==== Texto fornecido

Mas, se os estilos de vida LGBTQIA+ trazem um componente inelutavelmente moral e envolvem crenças sobre felicidade, autenticidade e liberdade, deveriam ser reconhecidos como crenças morais. Isso explica por que existem em concorrência com o cristianismo e outras religiões tradicionais. Admitir esse fato nos colocaria na direção de uma solução pluralista para o impasse: assim como crenças religiosas praticam uma discriminação moderada entre si, cultivando círculos internos iliberais e exclusivos, mas simultaneamente a tolerância religiosa, a cooperação e até a amizade entre si no espaço público, os estilos de vida LGBTQIA+ (e, na verdade, todos os estilos de vida do liberalismo expressivo) podem se relacionar com comunidades religiosas cristãs na mesma base: divergência, tolerância e pluralismo.
Na prática, no entanto, o expressivismo moral deseja aceitação incondicional, criminalizando a divergência, e discriminação incondicional da posição religiosa. Trata-se de um movimento antipluralista e adolescente na melhor das hipóteses, doente na pior delas, e perigoso em qualquer caso.
Vigiar, punir... e se vingar
Na prática estamos ainda muito distantes do pluralismo. Um exemplo triste é esse imbróglio causado pela campanha do Burger King Brasil. O vídeo promovia a moralidade afetivo-sexual liberal e a cultura LGBTQIA+. Não é preciso dizer que houve ampla reação negativa ao vídeo. Em contrarreação, e sem surpreender ninguém, diferentes OABs e integrantes do Ministério Público se mobilizaram para fiscalizar as reações país afora.

========

» **Partes do exercício**:
**a.** Segundo o texto sobre pluralismo moral, qual campanha causou o imbróglio dado como exemplo triste?
**b.** Dê sequência ao texto sobre pluralismo moral, começando logo após a última frase apresentada.
Não é preciso consultar as linhas.

==== Entradas

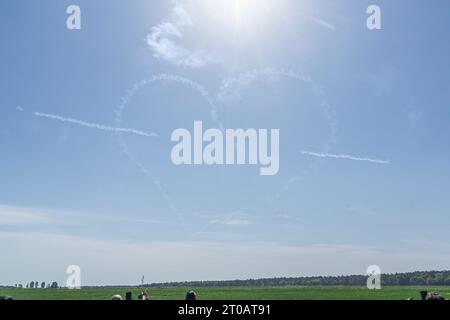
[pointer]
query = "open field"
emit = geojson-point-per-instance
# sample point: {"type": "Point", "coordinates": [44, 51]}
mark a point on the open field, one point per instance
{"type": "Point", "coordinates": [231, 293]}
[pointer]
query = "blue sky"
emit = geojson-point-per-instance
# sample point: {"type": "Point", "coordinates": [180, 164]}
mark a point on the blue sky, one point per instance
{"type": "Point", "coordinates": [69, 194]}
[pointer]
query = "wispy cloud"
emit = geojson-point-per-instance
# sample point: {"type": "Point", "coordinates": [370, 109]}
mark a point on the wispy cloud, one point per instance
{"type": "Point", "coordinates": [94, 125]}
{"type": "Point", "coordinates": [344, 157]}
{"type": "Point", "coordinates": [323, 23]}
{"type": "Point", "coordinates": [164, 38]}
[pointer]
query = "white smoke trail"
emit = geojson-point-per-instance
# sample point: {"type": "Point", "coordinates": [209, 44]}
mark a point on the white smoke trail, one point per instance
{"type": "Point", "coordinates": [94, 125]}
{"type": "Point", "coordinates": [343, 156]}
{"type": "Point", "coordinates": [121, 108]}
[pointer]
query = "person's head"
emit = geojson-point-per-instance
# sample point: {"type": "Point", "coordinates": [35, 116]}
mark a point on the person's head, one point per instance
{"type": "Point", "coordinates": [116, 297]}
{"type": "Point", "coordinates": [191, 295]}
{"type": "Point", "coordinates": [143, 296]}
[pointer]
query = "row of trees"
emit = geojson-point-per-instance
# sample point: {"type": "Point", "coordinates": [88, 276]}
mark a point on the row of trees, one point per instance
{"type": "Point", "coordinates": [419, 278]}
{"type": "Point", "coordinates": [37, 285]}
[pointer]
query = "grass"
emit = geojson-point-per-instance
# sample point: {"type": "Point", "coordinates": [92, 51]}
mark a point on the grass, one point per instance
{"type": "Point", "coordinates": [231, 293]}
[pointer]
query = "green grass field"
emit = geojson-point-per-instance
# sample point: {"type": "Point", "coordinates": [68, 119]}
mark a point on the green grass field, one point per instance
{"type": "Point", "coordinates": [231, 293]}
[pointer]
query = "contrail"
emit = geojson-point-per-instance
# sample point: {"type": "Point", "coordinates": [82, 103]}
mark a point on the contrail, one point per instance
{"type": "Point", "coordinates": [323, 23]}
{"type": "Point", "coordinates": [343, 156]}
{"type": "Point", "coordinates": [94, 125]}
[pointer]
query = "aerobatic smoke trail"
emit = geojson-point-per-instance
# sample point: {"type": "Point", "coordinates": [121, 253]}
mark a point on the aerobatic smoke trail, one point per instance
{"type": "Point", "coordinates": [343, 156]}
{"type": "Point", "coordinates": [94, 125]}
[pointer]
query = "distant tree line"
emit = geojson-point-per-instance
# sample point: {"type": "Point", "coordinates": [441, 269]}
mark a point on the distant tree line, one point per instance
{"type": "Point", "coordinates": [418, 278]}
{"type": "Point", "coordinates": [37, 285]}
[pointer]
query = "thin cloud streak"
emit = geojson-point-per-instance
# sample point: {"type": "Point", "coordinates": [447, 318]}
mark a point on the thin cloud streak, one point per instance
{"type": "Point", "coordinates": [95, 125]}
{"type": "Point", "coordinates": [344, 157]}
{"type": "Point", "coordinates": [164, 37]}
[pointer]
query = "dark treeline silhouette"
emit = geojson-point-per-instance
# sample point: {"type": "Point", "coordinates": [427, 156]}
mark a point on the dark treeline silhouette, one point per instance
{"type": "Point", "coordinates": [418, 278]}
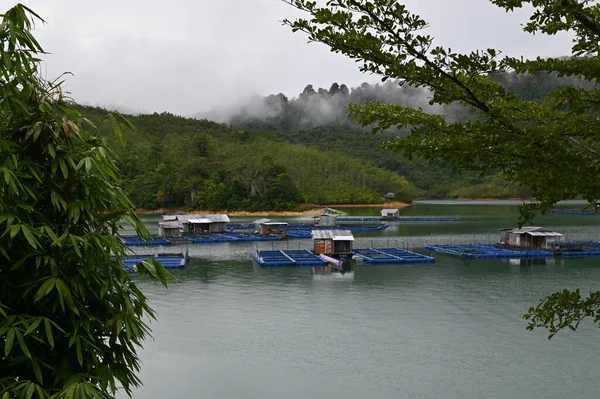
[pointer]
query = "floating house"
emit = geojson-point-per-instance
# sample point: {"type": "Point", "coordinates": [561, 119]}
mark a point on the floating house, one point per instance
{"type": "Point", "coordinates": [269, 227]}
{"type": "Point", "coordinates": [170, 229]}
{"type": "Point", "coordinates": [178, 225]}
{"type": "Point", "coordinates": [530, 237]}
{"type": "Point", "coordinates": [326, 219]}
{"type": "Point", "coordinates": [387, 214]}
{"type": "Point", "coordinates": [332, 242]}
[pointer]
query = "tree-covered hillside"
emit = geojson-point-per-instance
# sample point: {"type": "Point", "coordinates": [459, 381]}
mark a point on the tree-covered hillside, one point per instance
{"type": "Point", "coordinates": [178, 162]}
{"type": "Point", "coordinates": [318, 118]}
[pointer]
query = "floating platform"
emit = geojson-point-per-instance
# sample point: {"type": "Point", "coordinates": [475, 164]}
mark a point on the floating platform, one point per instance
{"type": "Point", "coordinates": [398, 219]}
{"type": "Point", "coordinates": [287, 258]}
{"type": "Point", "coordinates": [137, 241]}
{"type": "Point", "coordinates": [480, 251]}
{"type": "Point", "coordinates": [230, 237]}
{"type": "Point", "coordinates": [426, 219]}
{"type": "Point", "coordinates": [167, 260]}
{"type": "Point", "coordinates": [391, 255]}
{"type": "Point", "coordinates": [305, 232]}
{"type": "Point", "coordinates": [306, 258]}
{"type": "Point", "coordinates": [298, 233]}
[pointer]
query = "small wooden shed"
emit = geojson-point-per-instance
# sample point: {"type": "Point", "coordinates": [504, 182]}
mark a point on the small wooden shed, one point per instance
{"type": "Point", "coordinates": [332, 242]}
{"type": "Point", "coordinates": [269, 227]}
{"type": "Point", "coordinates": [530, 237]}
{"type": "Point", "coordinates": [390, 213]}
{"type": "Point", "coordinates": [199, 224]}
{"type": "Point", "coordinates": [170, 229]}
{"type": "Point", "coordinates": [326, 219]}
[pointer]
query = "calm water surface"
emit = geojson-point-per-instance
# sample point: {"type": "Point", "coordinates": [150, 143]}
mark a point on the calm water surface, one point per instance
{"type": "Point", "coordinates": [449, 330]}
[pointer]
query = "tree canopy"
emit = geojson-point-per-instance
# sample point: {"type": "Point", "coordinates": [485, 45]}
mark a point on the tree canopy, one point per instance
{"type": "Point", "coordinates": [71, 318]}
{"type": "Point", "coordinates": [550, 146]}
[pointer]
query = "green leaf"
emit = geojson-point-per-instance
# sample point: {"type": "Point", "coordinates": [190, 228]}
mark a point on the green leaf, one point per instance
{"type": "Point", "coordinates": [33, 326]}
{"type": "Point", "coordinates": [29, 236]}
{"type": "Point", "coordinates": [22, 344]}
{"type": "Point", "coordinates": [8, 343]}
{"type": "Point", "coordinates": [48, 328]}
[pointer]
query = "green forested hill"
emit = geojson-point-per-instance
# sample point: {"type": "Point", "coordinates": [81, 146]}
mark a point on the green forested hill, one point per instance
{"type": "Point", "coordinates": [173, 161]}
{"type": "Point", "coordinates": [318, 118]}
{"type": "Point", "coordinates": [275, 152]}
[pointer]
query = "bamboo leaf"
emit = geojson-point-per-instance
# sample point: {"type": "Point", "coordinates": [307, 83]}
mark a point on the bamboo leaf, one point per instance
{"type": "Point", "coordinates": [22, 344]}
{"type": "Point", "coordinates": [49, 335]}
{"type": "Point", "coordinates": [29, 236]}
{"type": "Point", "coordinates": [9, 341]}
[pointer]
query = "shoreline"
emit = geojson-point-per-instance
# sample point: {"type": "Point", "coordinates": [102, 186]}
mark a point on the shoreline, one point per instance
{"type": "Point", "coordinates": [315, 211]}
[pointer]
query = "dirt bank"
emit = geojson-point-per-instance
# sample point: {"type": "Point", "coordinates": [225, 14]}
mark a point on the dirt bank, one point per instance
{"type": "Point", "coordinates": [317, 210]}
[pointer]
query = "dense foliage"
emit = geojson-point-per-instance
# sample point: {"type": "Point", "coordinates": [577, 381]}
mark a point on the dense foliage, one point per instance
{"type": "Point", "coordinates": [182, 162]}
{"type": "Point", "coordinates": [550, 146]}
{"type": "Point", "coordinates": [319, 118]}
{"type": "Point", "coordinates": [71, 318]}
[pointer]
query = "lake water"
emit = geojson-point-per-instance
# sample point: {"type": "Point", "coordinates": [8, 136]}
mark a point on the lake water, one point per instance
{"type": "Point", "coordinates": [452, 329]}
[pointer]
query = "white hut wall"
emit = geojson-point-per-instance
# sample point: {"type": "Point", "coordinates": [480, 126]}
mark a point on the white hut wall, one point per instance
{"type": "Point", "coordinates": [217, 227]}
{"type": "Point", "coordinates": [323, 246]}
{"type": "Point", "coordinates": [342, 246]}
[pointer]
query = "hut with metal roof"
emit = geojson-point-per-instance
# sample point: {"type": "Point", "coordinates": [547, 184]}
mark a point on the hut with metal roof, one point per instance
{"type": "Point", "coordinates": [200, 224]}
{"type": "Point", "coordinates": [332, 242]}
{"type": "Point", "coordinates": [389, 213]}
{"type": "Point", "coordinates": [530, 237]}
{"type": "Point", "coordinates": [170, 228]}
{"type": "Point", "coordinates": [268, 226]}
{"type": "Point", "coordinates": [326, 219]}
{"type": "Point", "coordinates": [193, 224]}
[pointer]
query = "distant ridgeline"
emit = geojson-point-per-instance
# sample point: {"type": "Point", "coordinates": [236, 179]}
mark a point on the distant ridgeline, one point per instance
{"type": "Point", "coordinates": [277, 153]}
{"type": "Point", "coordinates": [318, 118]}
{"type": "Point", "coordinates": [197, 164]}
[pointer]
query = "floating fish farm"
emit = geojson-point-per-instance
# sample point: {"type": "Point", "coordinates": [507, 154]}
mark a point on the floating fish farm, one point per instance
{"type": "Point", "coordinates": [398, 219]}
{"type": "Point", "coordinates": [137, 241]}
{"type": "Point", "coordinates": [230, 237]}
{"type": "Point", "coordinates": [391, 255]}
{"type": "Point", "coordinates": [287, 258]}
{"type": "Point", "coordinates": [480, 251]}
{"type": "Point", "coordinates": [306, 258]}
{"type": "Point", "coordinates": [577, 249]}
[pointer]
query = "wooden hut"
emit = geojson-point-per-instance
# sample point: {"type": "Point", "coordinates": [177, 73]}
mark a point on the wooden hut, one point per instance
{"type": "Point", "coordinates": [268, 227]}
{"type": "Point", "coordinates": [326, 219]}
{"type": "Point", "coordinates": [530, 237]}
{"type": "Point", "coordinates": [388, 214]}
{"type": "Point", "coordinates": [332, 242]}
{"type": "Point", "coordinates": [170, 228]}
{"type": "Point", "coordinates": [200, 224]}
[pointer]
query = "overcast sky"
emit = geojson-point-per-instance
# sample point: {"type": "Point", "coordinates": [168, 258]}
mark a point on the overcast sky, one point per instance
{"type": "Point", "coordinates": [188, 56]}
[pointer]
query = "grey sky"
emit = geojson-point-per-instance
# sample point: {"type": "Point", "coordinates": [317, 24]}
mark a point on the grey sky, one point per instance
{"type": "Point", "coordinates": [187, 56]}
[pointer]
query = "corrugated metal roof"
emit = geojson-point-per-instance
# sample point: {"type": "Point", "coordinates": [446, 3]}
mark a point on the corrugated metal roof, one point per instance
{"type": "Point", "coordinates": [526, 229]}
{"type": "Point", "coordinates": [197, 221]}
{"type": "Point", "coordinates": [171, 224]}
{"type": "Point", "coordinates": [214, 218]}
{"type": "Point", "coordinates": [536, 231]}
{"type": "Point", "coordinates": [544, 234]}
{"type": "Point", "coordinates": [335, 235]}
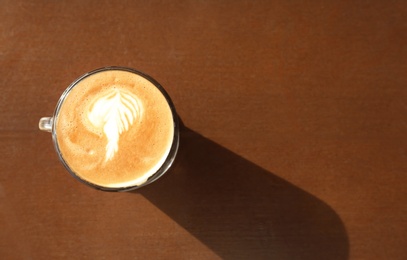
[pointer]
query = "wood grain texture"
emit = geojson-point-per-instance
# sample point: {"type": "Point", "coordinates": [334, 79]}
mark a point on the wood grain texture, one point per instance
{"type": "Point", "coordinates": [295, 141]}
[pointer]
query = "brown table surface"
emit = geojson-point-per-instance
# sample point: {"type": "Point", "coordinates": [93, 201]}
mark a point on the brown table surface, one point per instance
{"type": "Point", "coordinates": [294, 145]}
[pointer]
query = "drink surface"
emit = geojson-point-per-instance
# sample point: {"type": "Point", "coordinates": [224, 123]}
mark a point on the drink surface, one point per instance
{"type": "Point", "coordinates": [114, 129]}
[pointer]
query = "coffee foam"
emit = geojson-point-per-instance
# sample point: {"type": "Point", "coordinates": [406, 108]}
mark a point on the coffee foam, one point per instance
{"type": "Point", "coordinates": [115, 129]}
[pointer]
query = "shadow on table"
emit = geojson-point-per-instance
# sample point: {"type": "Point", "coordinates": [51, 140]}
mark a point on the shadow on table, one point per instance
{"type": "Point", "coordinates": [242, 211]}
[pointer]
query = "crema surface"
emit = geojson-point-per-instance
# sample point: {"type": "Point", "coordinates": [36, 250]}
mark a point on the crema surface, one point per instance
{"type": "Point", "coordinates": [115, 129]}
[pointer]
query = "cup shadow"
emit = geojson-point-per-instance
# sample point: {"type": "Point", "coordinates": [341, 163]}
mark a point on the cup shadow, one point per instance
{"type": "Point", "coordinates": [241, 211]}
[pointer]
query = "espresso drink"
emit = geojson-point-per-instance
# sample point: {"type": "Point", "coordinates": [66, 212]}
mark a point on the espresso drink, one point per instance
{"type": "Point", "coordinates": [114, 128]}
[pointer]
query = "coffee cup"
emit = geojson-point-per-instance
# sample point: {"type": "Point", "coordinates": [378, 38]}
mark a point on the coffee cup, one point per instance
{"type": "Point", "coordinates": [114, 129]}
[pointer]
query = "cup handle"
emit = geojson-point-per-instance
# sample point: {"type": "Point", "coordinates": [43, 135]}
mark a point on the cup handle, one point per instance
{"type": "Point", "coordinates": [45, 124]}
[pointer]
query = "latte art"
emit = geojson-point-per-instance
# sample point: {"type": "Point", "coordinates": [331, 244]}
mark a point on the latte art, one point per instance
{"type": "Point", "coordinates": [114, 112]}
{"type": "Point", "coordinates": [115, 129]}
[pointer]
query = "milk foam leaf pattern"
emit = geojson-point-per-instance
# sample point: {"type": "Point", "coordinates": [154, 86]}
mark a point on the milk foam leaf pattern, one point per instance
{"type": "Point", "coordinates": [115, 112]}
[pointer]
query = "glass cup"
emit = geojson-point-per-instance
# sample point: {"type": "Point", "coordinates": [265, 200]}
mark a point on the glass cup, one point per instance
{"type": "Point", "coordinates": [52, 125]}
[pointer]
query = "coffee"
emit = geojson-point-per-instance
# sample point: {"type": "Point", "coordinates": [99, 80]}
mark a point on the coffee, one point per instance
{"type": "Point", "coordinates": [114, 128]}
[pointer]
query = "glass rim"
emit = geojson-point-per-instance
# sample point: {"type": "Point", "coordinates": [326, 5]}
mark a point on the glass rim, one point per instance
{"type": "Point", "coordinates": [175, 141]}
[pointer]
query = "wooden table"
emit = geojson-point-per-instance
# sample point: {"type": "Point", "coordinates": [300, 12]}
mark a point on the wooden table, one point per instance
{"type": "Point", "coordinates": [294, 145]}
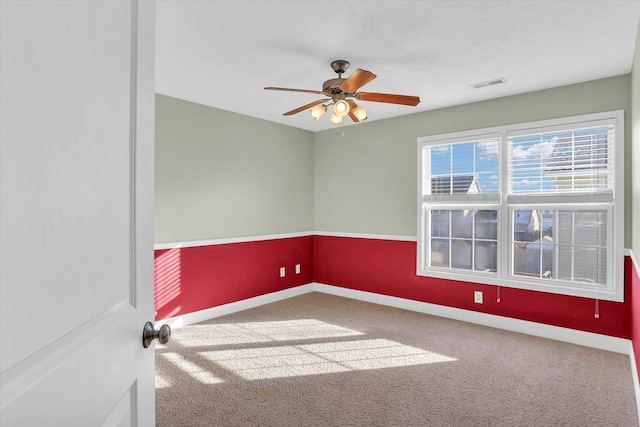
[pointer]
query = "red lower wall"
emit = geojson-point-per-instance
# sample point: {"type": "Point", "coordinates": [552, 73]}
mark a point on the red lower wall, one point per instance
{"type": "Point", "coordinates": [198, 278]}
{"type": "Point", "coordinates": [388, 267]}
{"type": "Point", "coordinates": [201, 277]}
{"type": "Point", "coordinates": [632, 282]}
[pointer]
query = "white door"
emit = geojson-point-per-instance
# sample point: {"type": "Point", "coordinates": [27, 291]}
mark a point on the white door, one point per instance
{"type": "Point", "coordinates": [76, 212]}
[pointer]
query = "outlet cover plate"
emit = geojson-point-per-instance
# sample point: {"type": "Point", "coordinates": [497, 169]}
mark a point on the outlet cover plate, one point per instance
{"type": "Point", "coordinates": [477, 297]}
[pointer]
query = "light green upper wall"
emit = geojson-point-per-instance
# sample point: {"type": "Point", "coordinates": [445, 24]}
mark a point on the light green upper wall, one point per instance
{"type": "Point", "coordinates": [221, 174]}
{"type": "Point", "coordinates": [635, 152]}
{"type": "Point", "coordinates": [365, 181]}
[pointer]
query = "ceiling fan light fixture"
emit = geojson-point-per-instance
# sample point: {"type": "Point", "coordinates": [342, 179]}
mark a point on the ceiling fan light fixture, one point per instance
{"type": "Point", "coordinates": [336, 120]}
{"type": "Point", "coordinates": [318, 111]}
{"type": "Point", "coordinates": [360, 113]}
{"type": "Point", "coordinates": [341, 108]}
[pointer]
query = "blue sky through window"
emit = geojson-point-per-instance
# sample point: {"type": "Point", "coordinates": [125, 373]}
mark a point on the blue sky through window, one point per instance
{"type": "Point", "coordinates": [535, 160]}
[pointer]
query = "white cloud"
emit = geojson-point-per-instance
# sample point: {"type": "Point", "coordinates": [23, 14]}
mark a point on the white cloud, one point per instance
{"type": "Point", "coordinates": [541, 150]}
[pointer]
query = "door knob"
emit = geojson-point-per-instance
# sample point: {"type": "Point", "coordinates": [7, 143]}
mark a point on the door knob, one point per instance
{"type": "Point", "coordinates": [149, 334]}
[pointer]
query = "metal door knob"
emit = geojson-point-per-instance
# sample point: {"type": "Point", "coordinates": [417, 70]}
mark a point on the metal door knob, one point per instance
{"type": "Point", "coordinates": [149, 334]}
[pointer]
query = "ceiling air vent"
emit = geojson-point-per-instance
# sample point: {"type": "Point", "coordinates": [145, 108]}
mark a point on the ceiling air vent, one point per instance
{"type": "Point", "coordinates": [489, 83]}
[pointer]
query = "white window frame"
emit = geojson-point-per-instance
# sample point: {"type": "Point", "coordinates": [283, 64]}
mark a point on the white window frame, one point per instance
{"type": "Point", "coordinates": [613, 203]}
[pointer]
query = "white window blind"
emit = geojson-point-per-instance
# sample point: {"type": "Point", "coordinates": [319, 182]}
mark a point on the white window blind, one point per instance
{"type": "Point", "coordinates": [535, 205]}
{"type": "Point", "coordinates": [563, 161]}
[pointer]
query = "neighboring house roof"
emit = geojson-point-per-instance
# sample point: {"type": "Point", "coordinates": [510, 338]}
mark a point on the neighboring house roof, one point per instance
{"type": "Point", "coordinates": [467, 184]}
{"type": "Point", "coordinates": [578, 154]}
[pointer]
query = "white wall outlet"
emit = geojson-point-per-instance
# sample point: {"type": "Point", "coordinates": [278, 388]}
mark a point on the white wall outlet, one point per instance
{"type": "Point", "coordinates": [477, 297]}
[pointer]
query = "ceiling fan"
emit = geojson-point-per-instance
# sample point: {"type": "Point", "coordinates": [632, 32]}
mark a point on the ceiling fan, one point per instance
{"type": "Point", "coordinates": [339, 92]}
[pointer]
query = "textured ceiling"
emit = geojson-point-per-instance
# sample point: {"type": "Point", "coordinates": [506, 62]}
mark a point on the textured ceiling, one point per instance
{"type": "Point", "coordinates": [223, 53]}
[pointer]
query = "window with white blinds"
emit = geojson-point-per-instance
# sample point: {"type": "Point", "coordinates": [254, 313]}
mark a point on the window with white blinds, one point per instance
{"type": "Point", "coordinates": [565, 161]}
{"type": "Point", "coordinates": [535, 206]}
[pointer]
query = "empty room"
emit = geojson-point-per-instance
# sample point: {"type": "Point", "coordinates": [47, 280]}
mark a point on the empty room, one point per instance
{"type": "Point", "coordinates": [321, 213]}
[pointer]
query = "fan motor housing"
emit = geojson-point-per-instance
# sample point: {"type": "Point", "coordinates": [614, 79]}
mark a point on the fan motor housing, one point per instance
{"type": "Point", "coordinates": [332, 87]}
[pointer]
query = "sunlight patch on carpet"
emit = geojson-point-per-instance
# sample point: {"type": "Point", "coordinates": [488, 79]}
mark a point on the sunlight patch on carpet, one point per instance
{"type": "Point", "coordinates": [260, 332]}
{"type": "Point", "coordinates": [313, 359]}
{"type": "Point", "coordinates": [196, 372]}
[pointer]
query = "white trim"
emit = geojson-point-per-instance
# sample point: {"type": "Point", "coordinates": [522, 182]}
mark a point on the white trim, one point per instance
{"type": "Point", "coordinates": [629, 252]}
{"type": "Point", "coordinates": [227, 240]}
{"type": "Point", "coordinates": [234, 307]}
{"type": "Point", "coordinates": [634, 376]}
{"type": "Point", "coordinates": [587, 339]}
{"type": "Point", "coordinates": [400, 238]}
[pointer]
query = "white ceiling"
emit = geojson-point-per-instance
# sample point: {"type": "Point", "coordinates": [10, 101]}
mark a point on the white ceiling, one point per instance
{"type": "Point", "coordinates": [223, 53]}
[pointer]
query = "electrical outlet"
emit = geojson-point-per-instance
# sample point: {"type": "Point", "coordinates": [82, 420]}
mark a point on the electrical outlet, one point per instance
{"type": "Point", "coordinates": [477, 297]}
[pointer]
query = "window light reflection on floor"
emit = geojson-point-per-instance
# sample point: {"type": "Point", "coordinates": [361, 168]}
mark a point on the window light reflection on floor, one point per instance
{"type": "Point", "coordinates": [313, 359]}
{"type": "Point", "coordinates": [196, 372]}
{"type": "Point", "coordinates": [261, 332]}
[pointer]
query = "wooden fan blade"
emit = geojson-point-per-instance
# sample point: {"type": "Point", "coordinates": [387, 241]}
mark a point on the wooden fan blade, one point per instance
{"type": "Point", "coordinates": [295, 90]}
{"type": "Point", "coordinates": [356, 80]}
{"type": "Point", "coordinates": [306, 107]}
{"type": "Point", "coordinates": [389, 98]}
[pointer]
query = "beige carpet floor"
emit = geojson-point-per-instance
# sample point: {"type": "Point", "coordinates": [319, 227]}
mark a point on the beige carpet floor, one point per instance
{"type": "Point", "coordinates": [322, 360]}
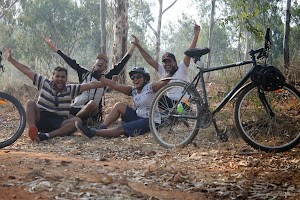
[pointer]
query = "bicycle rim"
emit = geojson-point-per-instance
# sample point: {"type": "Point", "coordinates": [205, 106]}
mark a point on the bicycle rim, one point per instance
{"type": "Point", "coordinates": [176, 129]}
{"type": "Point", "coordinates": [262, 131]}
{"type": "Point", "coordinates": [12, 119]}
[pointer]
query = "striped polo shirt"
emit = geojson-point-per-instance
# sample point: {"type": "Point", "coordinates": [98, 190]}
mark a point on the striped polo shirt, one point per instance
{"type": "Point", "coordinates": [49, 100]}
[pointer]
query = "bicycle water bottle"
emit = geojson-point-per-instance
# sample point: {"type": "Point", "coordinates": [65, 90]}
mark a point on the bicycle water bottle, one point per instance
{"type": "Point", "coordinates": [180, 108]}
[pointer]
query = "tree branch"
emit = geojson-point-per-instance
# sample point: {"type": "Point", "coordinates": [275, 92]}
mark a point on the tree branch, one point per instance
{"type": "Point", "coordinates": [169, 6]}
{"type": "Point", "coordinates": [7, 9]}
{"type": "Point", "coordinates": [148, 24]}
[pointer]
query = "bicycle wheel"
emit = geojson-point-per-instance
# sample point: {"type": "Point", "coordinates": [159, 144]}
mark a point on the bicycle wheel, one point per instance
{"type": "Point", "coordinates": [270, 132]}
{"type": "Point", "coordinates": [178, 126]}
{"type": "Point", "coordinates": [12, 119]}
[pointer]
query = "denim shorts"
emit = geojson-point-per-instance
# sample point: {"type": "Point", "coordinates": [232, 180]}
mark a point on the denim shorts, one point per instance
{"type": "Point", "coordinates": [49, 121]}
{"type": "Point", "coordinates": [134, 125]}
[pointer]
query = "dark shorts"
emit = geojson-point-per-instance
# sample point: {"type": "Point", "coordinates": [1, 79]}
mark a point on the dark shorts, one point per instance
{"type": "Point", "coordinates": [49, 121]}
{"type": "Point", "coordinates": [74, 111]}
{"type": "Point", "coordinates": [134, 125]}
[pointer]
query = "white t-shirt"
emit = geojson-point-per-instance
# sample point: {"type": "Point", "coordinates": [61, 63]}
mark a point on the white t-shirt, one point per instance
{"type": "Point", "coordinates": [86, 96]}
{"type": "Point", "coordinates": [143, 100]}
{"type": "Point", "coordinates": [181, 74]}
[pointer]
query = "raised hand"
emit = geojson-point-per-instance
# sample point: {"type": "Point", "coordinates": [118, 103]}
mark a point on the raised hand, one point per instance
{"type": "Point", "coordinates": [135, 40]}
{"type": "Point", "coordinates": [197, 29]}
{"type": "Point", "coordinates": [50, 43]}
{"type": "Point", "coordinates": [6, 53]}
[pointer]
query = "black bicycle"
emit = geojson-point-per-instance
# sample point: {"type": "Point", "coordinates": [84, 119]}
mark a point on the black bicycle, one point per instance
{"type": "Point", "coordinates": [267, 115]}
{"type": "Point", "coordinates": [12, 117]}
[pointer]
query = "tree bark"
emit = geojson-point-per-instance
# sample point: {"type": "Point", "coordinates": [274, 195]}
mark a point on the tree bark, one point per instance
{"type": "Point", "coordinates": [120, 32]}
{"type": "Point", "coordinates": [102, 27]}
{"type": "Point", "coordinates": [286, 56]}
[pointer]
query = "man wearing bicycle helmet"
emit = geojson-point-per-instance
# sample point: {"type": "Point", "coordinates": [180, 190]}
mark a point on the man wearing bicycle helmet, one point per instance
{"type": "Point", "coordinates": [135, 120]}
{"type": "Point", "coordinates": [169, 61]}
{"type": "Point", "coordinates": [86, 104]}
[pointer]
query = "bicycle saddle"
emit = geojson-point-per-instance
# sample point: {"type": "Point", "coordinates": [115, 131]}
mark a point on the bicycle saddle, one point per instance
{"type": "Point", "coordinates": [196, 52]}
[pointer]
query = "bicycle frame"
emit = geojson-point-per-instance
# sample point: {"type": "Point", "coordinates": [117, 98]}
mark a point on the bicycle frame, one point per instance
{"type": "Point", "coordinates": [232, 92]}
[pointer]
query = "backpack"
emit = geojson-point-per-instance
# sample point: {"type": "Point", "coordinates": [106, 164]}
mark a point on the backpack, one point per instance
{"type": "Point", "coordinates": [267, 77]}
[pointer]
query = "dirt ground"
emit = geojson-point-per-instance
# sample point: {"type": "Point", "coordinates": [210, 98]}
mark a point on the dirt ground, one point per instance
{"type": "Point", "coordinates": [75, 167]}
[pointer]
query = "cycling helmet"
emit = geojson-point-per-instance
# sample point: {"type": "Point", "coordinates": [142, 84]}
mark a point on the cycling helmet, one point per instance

========

» **Respostas esperadas**:
**a.** A campanha do Burger King Brasil.

**b.**
A ação do MPMG manifesta o estado degradado de nossa democracia, com pessoas e agentes públicos que compartilham do imaginário social secularista e da moralidade expressivista presumindo que a condenação dos valores LGBTQIA+ equivale ou implica homotransfobia e ameaça à dignidade e direitos de qualquer pessoa. Além da incompreensão quanto ao espírito do cristianismo, fica evidente uma ruptura social bastante profunda; um desconhecimento das realidades de uma igreja batista relativamente bem conhecida, e um estranhamento diante da visão religiosa de milhões de pessoas. Levado às últimas consequências, esse policiamento das ideias e da liberdade de expressão implicaria criminalizar e amordaçar igrejas, famílias e escolas no campo da moralidade afetivo-sexual.
A ação também nos faz perguntar se a extensão do princípio da liberdade religiosa é corretamente compreendida. Não se trata apenas da liberdade de manter crenças na própria consciência. Trata-se do direito de praticar as crenças, individual e coletivamente, de educar filhos segundo essa crença, e de promover a fé no grande mercado das crenças, como um estilo de vida possível e público, entre outros estilos de vida. É algo holístico. Não é possível, portanto, defender a liberdade de religião ou crença e, ao mesmo tempo, impedir a reprodução dessa crença na sociedade por meios litúrgicos e educacionais.
Enfim, tendo em vista que o vídeo foi publicação em reação ao comercial do Burger King, temos a insólita situação na qual a hamburgueria substitui a escola e a família na função de educador moral. Trata-se de um verdadeiro escândalo. A escola e sua direção caem sob suspeição por discordar da paideia do liberalismo expressivo, imposta por meio da publicidade mercadológica em associação com agentes públicos. A situação a que o MPMG se presta é a de legitimar o mercado e o “capitalismo emocional” como autoridade moral última e uma espécie de “religião civil” contemporânea.
Na prática, isso cria uma verdadeira injustiça no mercado das crenças, com uma forma de crença moral e estilo de vida particular sendo subsidiada pelo Estado. Cria-se uma espécie de monopólio dos valores do liberalismo expressivo em diversos campos, como o campo da educação. A classe LGBTQIA+ sai da injusta posição de minoria excluída para a injusta posição de hegemonia sustentada artificialmente por um aparato governamental.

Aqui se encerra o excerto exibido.